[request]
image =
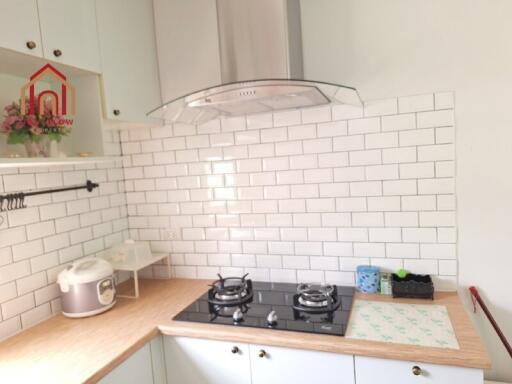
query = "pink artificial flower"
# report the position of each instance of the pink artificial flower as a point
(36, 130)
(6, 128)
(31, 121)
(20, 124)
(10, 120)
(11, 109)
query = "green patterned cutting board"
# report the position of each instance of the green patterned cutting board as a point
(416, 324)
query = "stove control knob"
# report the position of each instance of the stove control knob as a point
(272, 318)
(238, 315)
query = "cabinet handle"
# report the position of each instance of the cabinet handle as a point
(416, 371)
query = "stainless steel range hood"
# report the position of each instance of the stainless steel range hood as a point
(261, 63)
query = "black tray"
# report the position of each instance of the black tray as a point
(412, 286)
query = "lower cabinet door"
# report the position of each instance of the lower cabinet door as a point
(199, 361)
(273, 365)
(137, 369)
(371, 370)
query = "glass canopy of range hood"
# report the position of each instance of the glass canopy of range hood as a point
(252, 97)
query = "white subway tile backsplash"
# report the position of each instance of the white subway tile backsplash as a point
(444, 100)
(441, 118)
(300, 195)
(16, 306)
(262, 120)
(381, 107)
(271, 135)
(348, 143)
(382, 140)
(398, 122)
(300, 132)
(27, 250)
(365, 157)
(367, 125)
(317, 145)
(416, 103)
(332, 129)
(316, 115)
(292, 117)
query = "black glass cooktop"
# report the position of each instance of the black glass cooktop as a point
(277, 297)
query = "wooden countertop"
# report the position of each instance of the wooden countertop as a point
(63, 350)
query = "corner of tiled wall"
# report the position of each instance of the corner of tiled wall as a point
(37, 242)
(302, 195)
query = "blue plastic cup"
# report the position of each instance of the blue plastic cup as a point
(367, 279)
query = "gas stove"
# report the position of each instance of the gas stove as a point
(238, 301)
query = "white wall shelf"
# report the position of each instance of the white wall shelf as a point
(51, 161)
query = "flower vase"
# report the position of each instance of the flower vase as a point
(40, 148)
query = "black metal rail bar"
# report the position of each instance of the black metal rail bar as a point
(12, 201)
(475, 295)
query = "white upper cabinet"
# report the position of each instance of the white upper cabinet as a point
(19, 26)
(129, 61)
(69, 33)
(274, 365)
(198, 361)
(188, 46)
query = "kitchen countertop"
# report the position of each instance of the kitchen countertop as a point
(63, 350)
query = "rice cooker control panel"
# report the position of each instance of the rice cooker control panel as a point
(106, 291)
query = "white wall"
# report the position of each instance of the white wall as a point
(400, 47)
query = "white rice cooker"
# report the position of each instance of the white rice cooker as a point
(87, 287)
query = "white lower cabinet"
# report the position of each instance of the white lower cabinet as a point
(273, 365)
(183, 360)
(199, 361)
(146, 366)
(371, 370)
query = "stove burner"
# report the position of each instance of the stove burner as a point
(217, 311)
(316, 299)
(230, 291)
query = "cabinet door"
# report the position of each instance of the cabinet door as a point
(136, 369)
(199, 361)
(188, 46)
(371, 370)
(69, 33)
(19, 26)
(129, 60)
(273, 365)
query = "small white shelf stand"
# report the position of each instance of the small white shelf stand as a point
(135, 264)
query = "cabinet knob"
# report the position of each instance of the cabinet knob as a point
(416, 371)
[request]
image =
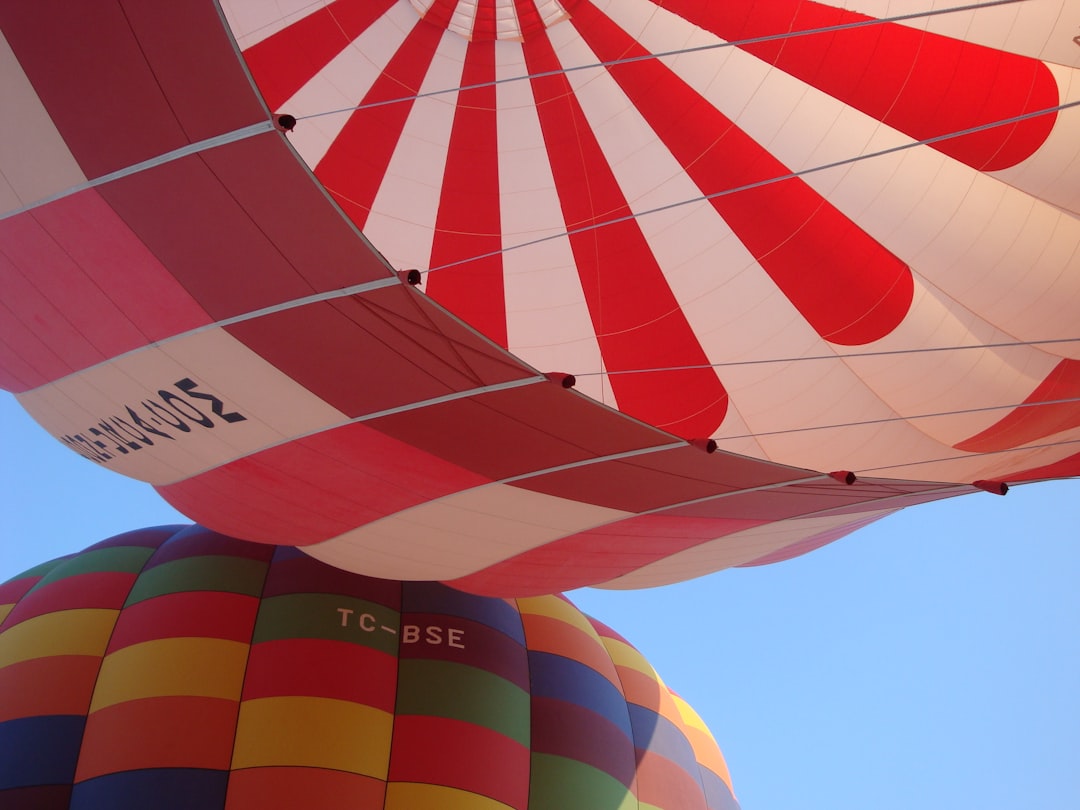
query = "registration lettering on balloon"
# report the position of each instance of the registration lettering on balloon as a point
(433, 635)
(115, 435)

——————————

**Task item:** From the first line to the last, copy the records above exactly and leave out the pictures.

**Solution:**
[request]
image =
query = "pink artificial flower"
# report the position of each instance of the pink artificial flower as a point
(36, 130)
(6, 128)
(31, 121)
(20, 124)
(10, 120)
(11, 109)
query = "green patterned cutting board"
# report the position of each instance of the green patterned cutting board as a point
(416, 324)
query = "stove control knob"
# report the position of each instance of the stove control knob as a point
(272, 318)
(238, 315)
query = "cabinet handle"
# report the position of each instance of the cabinet handle as a point
(416, 371)
query = "stainless steel range hood"
# report the position of each instance of the stainless steel range hood as a point
(261, 63)
query = "black tray"
# report the position of each instance of the black tray as a point
(412, 286)
query = "lower cabinet door"
# report the position of each instance of the lower cabinet door as a point
(199, 361)
(273, 365)
(137, 369)
(371, 370)
query = "glass canopy of range hood"
# report the position of each instance of the glass canopy of range hood as a point
(252, 97)
query = "white subway tile backsplash"
# report the position of each instance of the white subway tile backsplash as a point
(444, 100)
(441, 118)
(300, 195)
(16, 306)
(262, 120)
(381, 107)
(271, 135)
(348, 143)
(382, 140)
(398, 122)
(300, 132)
(27, 250)
(365, 157)
(367, 125)
(317, 145)
(416, 103)
(332, 129)
(316, 115)
(292, 117)
query = "black glass cooktop"
# report the position of each instance of the black glass cooktop as a point
(277, 297)
query = "wooden countertop"
# report the position of each instance of the wooden countertop as a point
(63, 350)
query = "corner of tiled wall"
# report the position of each instance of the corner of tiled wall as a point
(37, 242)
(302, 195)
query = "blue plastic cup"
# report the position of each instance of the blue plastic cup as a point
(367, 279)
query = "gas stove"
# report the position of each instance of the gas stove as a point
(238, 301)
query = "white wall shelf"
# report the position of each instance of the white wall shelf as a point
(51, 161)
query = "flower vase"
# report the position of each instance of the flower vase as a point
(40, 148)
query = "black metal rail bar"
# report the position of each instance of the black metal rail bar as a point
(12, 201)
(475, 295)
query = "white upper cabinet"
# report the position of each instance of the white upper cabinet as a point
(19, 26)
(129, 61)
(69, 33)
(274, 365)
(198, 361)
(188, 46)
query = "kitchen countertop"
# report the position of each instance of the kitchen countertop as a point
(63, 350)
query = "rice cooker control panel"
# report the position of each instance of the rice cooker control panel as a point
(106, 291)
query = "white wall"
# report the position of each instance of the white wall as a point
(400, 47)
query = "white rice cooker"
# report the position of each instance of the white rice cooker as a point
(87, 287)
query = "white lower cabinet"
# report the position of each instance of the white lower cabinet as a point
(273, 365)
(183, 360)
(199, 361)
(146, 366)
(371, 370)
query = "stove burner"
# report the position of each instance of the stove burner as a point
(217, 311)
(316, 299)
(230, 291)
query = "cabinet door"
# report the position of each instance of the cabinet door as a point
(136, 369)
(199, 361)
(188, 46)
(371, 370)
(69, 33)
(19, 26)
(129, 60)
(273, 365)
query = "small white shelf stand"
# report the position of each instance of the small white shelf stand as a point
(135, 264)
query = "cabinet knob"
# report the position of each instance of the cabinet knob as a point
(416, 371)
[request]
image =
query = "registration lettering on balloon"
# report the position of each instance of the registration lettering on balloon as a point
(433, 635)
(115, 435)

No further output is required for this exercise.